Pointing dataset records
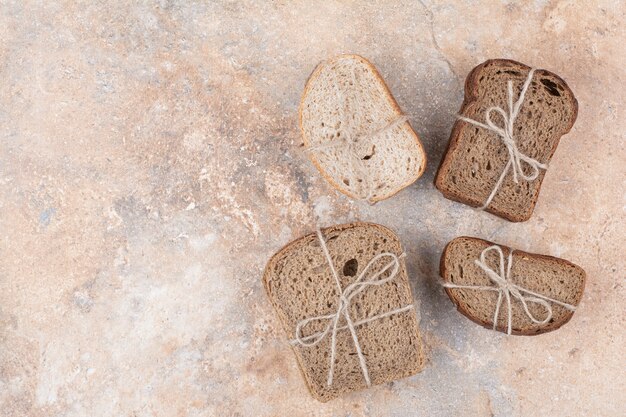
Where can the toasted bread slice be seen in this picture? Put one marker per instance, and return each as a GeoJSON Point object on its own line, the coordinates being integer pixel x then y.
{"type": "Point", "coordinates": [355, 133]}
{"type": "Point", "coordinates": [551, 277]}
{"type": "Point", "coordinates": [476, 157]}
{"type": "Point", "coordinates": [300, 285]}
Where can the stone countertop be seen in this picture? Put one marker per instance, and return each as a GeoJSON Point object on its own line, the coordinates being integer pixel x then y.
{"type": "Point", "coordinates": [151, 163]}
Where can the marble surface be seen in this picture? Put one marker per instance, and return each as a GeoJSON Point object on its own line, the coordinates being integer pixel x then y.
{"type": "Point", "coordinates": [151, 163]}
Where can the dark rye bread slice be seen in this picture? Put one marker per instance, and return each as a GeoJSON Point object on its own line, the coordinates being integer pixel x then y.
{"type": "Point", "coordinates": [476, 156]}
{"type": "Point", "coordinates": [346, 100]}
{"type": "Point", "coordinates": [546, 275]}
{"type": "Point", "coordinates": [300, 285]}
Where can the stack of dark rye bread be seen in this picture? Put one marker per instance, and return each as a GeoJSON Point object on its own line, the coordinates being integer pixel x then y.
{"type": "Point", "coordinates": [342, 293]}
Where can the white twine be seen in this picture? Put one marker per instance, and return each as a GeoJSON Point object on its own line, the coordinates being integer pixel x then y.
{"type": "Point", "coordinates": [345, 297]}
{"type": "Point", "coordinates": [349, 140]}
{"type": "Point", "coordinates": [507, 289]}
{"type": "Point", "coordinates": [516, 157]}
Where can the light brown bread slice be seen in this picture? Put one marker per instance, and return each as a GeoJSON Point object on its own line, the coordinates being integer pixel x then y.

---

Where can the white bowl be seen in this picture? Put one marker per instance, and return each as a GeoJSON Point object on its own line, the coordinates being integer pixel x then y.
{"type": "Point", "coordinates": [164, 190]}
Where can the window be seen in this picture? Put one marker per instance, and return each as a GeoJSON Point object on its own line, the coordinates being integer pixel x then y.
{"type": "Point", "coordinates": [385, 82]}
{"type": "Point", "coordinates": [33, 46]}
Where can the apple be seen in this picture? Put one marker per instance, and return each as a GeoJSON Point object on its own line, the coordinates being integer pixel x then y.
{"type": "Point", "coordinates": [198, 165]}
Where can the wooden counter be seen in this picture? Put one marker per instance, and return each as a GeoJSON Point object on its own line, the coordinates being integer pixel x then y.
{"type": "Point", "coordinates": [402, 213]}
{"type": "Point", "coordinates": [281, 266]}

==

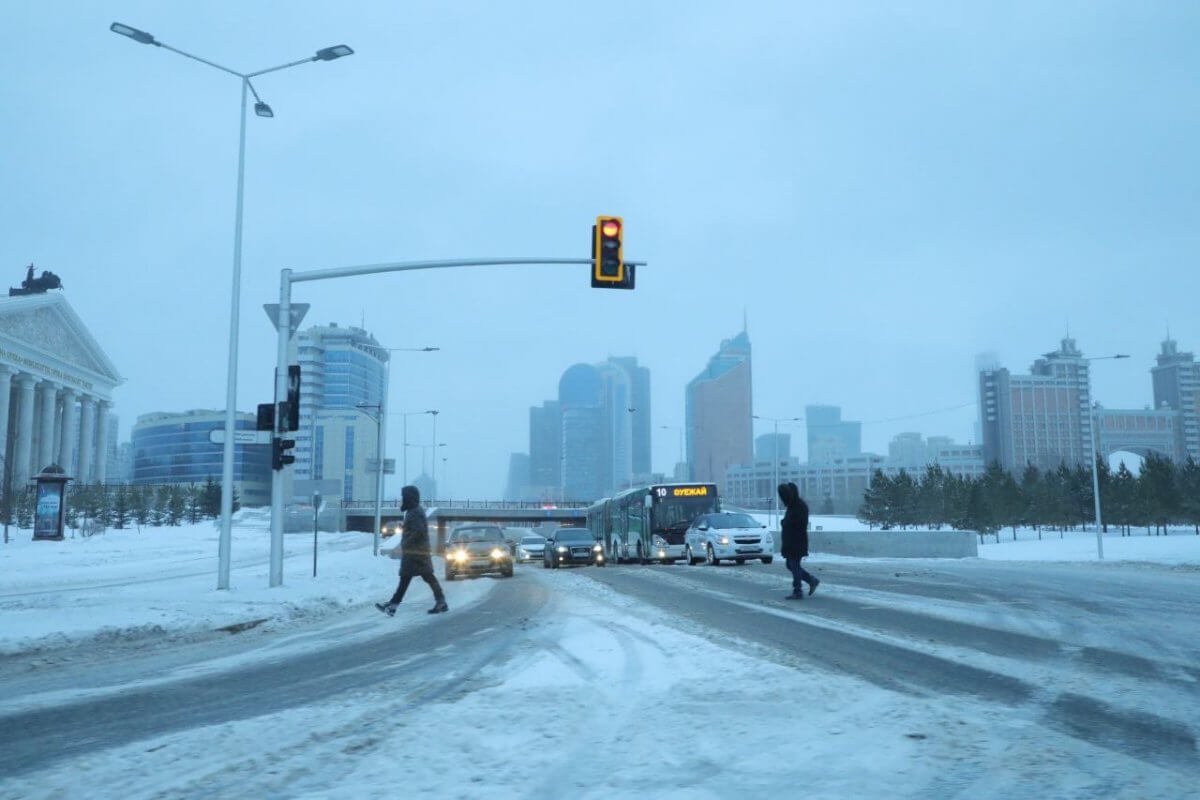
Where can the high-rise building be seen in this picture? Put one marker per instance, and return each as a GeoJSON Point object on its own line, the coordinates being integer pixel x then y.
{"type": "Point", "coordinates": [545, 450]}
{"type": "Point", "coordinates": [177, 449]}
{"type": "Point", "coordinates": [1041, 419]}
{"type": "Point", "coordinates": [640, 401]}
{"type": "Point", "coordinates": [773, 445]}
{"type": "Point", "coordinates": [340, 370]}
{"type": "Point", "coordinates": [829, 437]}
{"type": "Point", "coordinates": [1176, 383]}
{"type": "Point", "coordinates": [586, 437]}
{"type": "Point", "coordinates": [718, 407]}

Your objective |
Please pull out every line in the listing above that contains the word "dark".

Correct answer |
Where can the dark rye bread slice be seen in this picture? Put one marker per instance, and return each as a GeoJSON Point object on its own line, the coordinates being integer pixel x then y.
Where can the stack of dark rye bread be seen in this picture? Put one marker per instance, and return each as a GeoJSON Point object on its own line, the coordinates being integer pixel x then y.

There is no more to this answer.